PROVIDED RECORDS: Begin
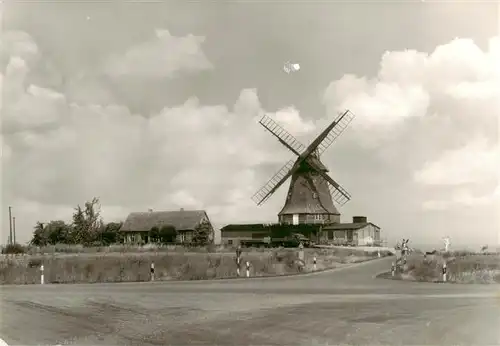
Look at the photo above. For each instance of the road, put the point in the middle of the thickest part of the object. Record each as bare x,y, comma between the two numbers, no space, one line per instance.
346,306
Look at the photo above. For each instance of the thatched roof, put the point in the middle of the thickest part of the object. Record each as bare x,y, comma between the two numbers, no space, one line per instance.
182,220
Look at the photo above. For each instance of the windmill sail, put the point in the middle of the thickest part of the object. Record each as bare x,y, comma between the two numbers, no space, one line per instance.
339,194
283,136
341,123
273,184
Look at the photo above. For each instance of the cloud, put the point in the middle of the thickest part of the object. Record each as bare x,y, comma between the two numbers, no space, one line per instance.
456,80
160,57
62,153
61,148
476,162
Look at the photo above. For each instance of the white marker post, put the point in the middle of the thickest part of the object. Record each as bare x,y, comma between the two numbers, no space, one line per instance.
446,244
42,277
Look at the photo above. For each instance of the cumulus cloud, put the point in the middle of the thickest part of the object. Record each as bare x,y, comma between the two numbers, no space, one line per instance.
450,99
190,155
476,162
62,148
456,79
160,57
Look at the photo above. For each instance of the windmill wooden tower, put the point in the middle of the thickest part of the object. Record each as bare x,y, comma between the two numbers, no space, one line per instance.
312,191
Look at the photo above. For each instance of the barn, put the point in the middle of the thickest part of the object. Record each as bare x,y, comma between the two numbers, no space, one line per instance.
137,226
358,233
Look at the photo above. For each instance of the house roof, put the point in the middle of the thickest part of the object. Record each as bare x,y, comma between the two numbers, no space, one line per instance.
347,226
244,227
180,219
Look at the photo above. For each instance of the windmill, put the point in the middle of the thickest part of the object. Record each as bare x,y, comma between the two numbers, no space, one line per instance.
312,191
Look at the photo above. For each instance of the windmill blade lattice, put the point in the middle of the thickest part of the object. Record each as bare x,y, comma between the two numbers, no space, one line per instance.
339,194
341,123
283,136
276,181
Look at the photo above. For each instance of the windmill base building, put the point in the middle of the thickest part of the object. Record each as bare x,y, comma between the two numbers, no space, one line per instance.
311,196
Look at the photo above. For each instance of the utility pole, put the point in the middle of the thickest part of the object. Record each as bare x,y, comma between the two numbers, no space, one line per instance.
14,228
10,224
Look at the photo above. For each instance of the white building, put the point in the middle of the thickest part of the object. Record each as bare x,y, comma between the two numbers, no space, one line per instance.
358,233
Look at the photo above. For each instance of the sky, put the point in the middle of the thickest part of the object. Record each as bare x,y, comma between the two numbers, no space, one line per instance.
156,105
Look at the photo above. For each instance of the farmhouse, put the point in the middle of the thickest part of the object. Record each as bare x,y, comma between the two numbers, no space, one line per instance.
358,233
138,225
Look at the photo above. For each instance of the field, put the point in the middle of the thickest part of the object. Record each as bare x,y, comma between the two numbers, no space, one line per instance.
126,264
462,267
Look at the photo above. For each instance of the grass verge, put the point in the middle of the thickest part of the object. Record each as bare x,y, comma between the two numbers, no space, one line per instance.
462,267
92,267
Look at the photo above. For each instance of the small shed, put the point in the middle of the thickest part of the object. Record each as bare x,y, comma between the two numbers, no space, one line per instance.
360,232
138,225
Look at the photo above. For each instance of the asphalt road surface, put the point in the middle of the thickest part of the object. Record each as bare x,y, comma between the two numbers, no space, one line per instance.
342,307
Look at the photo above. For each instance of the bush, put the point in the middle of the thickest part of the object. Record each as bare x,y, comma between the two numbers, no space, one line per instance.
13,249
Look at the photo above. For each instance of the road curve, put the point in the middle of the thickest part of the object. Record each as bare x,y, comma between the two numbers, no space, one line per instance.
344,306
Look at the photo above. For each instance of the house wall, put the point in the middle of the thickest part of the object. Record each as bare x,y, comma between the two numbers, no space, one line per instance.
368,235
234,237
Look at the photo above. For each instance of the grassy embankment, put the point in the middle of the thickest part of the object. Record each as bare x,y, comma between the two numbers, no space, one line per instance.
462,267
64,264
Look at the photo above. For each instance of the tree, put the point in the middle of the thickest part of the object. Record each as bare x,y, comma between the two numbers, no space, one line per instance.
57,232
167,234
87,222
40,237
110,233
154,234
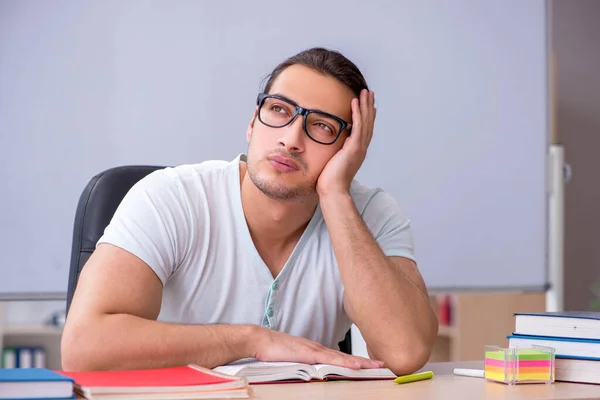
PROVIDED RECORDS: End
**PROBLEM REQUIREMENTS**
Every line above needs to be written out again as it stands. Pictures do not belong in the copy.

**ANSWER TO THIS TASK**
Look at the photo above. For each instance of the road, put the point in the middle of the thickest part of the object. Record each as bare x,y, comma between the two numbers, no space, one line per instance.
346,306
Look at the photo above. For each instance of the thatched roof, put the point in the middle of the thickest part of the object. Record each as bare x,y, comma between the two numbers, no space, one line per instance.
182,220
Look at the photo above. For each instance of the windmill sail, put the point in the middle of the thickest part of the object. Record each as bare x,y, comma between the two numbers, no space, one line per instance.
339,194
283,136
341,123
273,184
Look at the photo above. For each instance of the cloud, put the point in the middle of the thickest part of the object. Record each as bare x,y, comma between the two numbers, no space, one line per instance.
456,80
160,57
62,153
61,148
476,162
Look at the photo above. For each instance of the white marker post, put the point in the middle of the thickest part of the object. Record each as bare x,y, comma between the two numbers, no space, one line per instance.
446,244
42,277
Look at the photo above. For each instance of the cumulus cloud, put the point in the middle of the thickest part of the object. Record each as bare x,y, comma between the two numbers, no space, one line per instance.
450,99
190,155
476,162
62,148
456,79
160,57
Look at the photo above. For each instance of the windmill wooden tower, put the point in the middle of the thickest part of the object. Record each as bare x,y, comma between the two numbers, no space, one line per instance.
312,191
Look at the photo above. For each instance of the barn, put the point in the middle of the thickest part of the object. Record each as bare x,y, comma between the two numbers, no space, one line per instance.
137,226
358,233
Look at the photo above. For each instance of the house roof, put the point in the middle of the thickest part of the object. Record each as bare x,y, comma between the two numbers, no space, one line per instance.
347,226
244,227
180,219
Look at the photo above. For each instance of the windmill, put the point in the middle of the thickest part of the object. Record each as bare x,y, comma between the two numbers, no space, one line per instance.
312,191
Look at the photo above. For each instance of the windmill blade lattice, put the point in the middle of the thickest part of the object. Record each as bare x,y, comma between the two numbers, no space, one line per instance.
339,194
341,123
283,136
276,181
Look at the photo above. For each instance of the windmill base building, put the point in the middle of the thickest part of the object. Record each as bare x,y, comma between the two numbers, no space, one line per instance.
311,196
Look at the photo above. For each instance of the utility pole, put the point in the middle of the thickest part of the object. Record each as bare x,y, comma between the two numbers, no space, one line per instance.
14,228
10,224
Look at the photo above. For each instance of the white building, put the point in the middle of the thickest part of the object. Record each as bare x,y, comma between the two numbers, no space, one line per instance.
358,233
Look at the photo above. For each instance of the sky, put the point in the middle of the thickest part of the object. Record each as bare x,y, comma between the two numbers, no space, one line per instance.
156,105
Look at the photo above. For each instance of the farmhouse, put the point in the middle of the thickest part of the object. Record each as bare x,y, comma between the two numbers, no space, one line per instance.
358,233
138,225
Look at the photo above. For each instance of the field, put the point in the middle of the thickest part of the object. Record each as bare x,y, comma between the two numbers, no space, one line per instance.
126,264
462,267
Look at the photo above. For each instance of the grass verge, put the point in the middle of the thickest part of the object. Record each as bare x,y, comma between the two numbers, no space, one line per instance.
462,267
92,267
Look at the photo above. For each instance of the small shed, put the point in the middle of the thickest part of the object. Record each as bare x,y, comma between the two numbers, no space, one line per instance.
360,232
138,225
Look at the photo above. For each instance of the asphalt road surface, put the point in the middle of the thickest part of the object. Record each as bare x,y, comma between the two numbers, no space, one line per instance.
342,307
Look at the photo above. For each instance of the bush, put the point in the middle of the thickest part of the object. Record each as bare x,y, comma between the two numbers, no space, one line per instance.
13,249
Look at the photo above. For each instance of the road curve, put the point in the middle of the thickest part of the object. Record each as bare x,y, comma between the two numbers, no space, one line per instance.
344,306
Look at the photo above. For each instance of the house wall, put the point in the middle of the thickest part of the object. Record each as bare x,y, comma between the two numbers, no space, one line per instance.
368,235
234,237
Look at the photo above. For each instance of the grassy embankment, put the point in the middle of the thickest part of the object. Record each as bare x,y, comma between the two numbers, no space, one line per instance.
462,267
64,264
Look at the photo above. For each instance of the tree, put the point in the middle of the thickest part of the object. Record each as bare x,y, comma between the two numbers, no space, one line per instance.
57,232
167,234
87,222
40,237
110,233
154,234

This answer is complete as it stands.